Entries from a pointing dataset
***

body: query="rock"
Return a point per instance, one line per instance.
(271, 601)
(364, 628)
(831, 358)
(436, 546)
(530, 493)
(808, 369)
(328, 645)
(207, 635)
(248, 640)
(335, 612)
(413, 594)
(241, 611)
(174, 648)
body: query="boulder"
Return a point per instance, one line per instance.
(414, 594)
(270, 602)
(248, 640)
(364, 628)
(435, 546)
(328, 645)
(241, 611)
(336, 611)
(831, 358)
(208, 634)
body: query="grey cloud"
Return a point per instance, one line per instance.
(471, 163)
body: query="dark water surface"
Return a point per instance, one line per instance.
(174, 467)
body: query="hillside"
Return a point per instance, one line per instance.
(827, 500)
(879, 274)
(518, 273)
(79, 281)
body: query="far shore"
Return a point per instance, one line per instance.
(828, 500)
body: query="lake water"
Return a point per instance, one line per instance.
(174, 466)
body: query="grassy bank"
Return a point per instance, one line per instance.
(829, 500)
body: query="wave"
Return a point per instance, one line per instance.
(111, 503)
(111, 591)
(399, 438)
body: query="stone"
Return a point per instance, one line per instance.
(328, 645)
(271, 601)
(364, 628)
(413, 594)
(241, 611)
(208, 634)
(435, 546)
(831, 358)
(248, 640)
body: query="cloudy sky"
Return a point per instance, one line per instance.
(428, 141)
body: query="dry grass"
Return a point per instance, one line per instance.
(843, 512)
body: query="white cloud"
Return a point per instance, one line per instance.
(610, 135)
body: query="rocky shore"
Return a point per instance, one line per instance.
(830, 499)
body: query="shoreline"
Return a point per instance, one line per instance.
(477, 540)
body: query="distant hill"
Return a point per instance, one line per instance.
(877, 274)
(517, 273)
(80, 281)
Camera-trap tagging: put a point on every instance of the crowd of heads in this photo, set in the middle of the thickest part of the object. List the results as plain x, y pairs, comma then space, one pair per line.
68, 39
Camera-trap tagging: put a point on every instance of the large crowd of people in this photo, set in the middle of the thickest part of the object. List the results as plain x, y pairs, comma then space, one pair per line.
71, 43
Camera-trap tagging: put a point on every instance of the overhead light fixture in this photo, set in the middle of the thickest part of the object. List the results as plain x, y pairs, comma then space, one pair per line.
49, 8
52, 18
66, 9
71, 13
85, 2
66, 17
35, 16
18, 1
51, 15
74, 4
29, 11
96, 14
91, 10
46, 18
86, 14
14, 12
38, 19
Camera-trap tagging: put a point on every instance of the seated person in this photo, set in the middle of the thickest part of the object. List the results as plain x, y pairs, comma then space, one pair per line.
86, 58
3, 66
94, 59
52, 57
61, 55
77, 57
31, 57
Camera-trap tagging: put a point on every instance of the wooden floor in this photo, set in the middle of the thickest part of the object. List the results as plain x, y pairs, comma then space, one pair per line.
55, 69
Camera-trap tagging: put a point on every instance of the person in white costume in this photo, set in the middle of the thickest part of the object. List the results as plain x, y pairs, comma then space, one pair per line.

***

STATED TASK
Rewrite the listing above with every "Camera-trap tagging" changed to "Field tagging", keeping everything else the same.

THE RESPONSE
body: query="rock"
Return a point per instance, one line per instance.
(271, 601)
(364, 628)
(831, 358)
(436, 546)
(530, 493)
(808, 369)
(328, 645)
(207, 635)
(248, 640)
(335, 612)
(413, 594)
(241, 611)
(174, 648)
body: query="boulder"
Return a point per instance, one line per instance.
(414, 594)
(270, 602)
(248, 640)
(364, 628)
(435, 546)
(328, 645)
(241, 611)
(336, 611)
(831, 358)
(208, 634)
body: query="grey cloud"
Return a point per instance, one line per instance.
(471, 163)
body: query="dark water surface"
Return a point per instance, one line per instance.
(174, 467)
body: query="hillside"
Return a point per instance, one line per instance.
(827, 500)
(879, 274)
(518, 273)
(79, 281)
body: query="far shore"
Return a point per instance, one line per instance.
(828, 500)
body: query="lake water"
Return a point per instance, one line per instance.
(174, 466)
body: query="grassy bank"
Return a point per instance, one line per instance.
(829, 500)
body: query="wave"
Return a point per instance, one line per instance.
(111, 503)
(111, 591)
(399, 438)
body: query="stone"
Return a point per instance, one line per instance.
(328, 645)
(271, 601)
(364, 628)
(413, 594)
(241, 611)
(208, 634)
(435, 546)
(831, 358)
(248, 640)
body: query="cloudy sky"
Return a point per instance, one line per instance.
(428, 141)
body: query="dry grass"
Return a point per instance, one line per instance.
(843, 512)
body: query="white cloud"
Return a point per instance, one line per instance.
(610, 135)
body: query="rocky shore"
Return a point per instance, one line per instance.
(830, 499)
body: query="shoreline"
Return a point per instance, one line per instance.
(477, 540)
body: query="distant hill"
Return a point per instance, one line per instance.
(877, 274)
(517, 273)
(80, 281)
Field tagging: put a point on every instance of the crowd of heads in this photo, set in the middle of the thickest part of the object. List the results as plain x, y pairs, comma then space, one pair per line.
68, 39
Field tagging: put a point on every instance of the large crowd of people in this photo, set in the middle of the thickest part of the object. List the results as plain x, y pairs, comma then space, one pair per line.
71, 43
Field tagging: put a point on every instance of the overhead light fixture in this photo, set in the middle of the thickest part of the object. List the results as plain x, y pairs, comma then space, one pair per line.
49, 8
52, 18
66, 9
71, 13
85, 2
66, 17
35, 16
18, 1
51, 15
74, 4
29, 11
96, 14
91, 10
46, 18
86, 14
14, 12
38, 19
Field tagging: put a point on every instance of the seated person in this photo, set in the middle of the thickest part of the object. List the results as plain x, y pairs, comma then space, one pair per line.
86, 58
3, 66
94, 59
52, 57
61, 55
77, 57
31, 57
Field tagging: put a point on every instance of the wooden floor in this photo, set in the middle of the thickest part of the object. List the results as plain x, y pairs, comma then space, one pair per line.
55, 69
Field tagging: put a point on every instance of the person in white costume in this photo, set in the middle of the thickest part of the object. List the results as plain x, y pairs, comma then space, one pair per line.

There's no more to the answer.